Question

How to find formula for the nth derivative of `f(x)=cos(ax+b)`?

Answer 1

`d^n/(dx^n)f(x)= {(n = 2k -> (-1)^k a^(2k)cos(ax+b)),(n=2k+1->(-1)^(k+1) a^(2k+1)sin(ax+b)):}`

Explanation:

Making `e^(i(ax+b)) = cos(ax+b)+isin(ax+b)` we have

`f(x) = "Re"(e^(i(ax+b)))` then

`d^n/(dx^n)f(x) = "Re"(d^n/(dx^n)e^(i(ax+b))) = "Re"((ia)^n e^(i(ax+b)))`

now if `n=2k` we have

`"Re"((-1)^k a^(2k)cos(ax+b)) = (-1)^k a^(2k)cos(ax+b)`

and if `n=2k+1`we have

`"Re"(i(-1)^k a^(2k+1)(cos(ax+b)+isin(ax+b))) = -(-1)^k a^(2k+1)sin(ax+b)`

Finally

`d^n/(dx^n)f(x)= {(n = 2k -> (-1)^k a^(2k)cos(ax+b)),(n=2k+1->(-1)^(k+1) a^(2k+1)sin(ax+b)):}`

Answer 2

`f^(n) (x)=a^ncos(ax+b+npi/2).`

Explanation:

`f(x)=cos(ax+b)`

`rArr f'(x)=-sin(ax+b)d/dx(ax+b)=-asin(ax+b).`

We note that, `f'(x)=a^1cos(ax+b+pi/2).`

`f'(x)=-asin(ax+b)`

`rArr f''(x)=-a(cos(ax+b))*a=-a^2cos(ax+b).`

Or, `f''(x)=a^2cos(ax+b+pi)=a^2cos(ax+b+2pi/2).`

`rArr f'''(x)=-a^2(-sin(ax+b))*a=a^3sin(ax+b)=a^3cos(ax+b+3pi/2).`

Generalising, `f^(n) (x)=a^ncos(ax+b+npi/2).`

Answer 3

`d^n/dx^n (cos(ax+b)) = a^ncos(ax+b+(npi)/2)`

Explanation:

Note that:

`d/dx (cos(ax+b)) = -asin(ax+b) = acos(ax+b+pi/2)`

Now suppose that:

`d^n/dx^n (cos(ax+b)) = a^ncos(ax+b+(npi)/2)`

then:

`d^(n+1)/(dx^(n+1)) (cos(ax+b)) = d/dx a^ncos(ax+b+(npi)/2) = a^(n+1) cos(ax+b+((n+1)pi)/2)`

We proved the formula for `k=1` and we proved that if it is valid for `k=n` then it is also valid for `k=n+1`, So, by induction:

`d^n/dx^n (cos(ax+b)) = a^ncos(ax+b+(npi)/2)`

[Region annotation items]
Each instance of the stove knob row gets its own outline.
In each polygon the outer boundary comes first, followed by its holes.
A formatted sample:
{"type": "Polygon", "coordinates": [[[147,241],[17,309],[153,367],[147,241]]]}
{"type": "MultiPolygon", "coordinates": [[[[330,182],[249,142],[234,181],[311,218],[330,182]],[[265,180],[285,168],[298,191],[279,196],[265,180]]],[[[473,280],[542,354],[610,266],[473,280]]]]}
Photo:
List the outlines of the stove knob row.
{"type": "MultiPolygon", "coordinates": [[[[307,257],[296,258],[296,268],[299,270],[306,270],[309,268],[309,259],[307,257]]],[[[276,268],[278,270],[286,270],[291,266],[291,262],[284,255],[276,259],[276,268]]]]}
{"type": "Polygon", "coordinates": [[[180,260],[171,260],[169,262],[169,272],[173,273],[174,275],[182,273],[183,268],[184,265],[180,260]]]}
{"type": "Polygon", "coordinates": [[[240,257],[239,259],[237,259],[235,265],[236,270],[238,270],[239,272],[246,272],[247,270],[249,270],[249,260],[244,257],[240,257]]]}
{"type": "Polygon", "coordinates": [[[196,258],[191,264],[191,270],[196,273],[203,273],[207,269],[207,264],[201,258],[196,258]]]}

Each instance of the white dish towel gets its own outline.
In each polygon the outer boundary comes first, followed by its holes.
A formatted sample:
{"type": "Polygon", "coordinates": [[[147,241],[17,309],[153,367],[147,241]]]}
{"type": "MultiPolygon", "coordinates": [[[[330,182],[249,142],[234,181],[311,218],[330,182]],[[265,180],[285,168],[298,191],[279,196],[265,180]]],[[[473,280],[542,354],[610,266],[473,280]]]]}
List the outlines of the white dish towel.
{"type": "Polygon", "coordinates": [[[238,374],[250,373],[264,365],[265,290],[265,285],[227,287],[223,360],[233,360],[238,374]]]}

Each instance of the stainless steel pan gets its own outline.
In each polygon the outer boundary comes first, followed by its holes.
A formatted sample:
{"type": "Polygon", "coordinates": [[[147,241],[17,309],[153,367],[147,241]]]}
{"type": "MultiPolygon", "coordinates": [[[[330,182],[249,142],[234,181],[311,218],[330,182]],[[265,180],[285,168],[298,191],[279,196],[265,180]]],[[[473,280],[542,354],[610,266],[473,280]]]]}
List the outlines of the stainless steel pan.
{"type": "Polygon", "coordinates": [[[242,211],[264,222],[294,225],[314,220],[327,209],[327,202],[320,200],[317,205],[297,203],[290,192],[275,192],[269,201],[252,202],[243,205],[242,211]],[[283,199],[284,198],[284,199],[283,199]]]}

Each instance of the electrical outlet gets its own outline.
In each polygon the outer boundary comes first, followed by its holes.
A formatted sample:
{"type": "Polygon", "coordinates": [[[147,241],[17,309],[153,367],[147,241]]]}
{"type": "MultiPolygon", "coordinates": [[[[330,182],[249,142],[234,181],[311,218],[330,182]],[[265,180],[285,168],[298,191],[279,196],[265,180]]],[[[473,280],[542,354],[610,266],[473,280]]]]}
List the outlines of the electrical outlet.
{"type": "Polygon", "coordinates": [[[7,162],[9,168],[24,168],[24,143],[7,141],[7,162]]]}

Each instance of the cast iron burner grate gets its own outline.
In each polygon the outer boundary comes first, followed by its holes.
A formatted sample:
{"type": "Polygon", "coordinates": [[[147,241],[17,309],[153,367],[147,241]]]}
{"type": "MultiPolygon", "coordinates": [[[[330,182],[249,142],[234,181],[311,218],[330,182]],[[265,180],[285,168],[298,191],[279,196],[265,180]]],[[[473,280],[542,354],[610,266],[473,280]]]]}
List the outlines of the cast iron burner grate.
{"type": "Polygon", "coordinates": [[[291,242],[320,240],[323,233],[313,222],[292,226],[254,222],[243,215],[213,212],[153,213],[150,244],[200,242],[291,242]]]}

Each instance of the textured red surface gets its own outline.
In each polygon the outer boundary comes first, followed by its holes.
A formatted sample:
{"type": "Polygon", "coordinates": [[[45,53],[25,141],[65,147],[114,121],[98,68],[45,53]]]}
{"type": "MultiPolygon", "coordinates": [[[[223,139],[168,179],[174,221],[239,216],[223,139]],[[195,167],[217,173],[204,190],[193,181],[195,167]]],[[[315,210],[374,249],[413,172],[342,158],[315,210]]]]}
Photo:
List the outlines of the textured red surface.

» Exercise details:
Which proof method does the third answer in the cosine derivative thread use to establish its formula?

» Completed task:
Induction.